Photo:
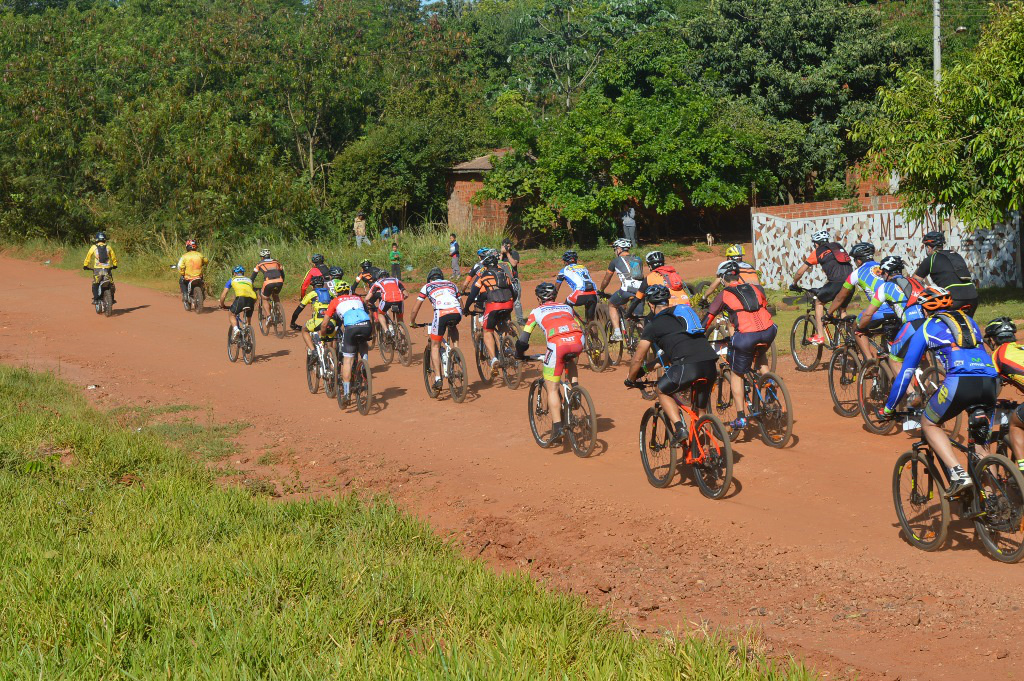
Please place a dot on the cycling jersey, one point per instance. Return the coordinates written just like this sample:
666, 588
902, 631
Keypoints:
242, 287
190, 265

» Task instructions
Verbatim copy with pictures excluded: write out the records above in full.

» Response for this exercise
Photo:
Please place a dot on the cycling jersey, one point per instance. Return the coordinates written just like this sample:
666, 588
902, 631
Keypoints:
242, 287
190, 265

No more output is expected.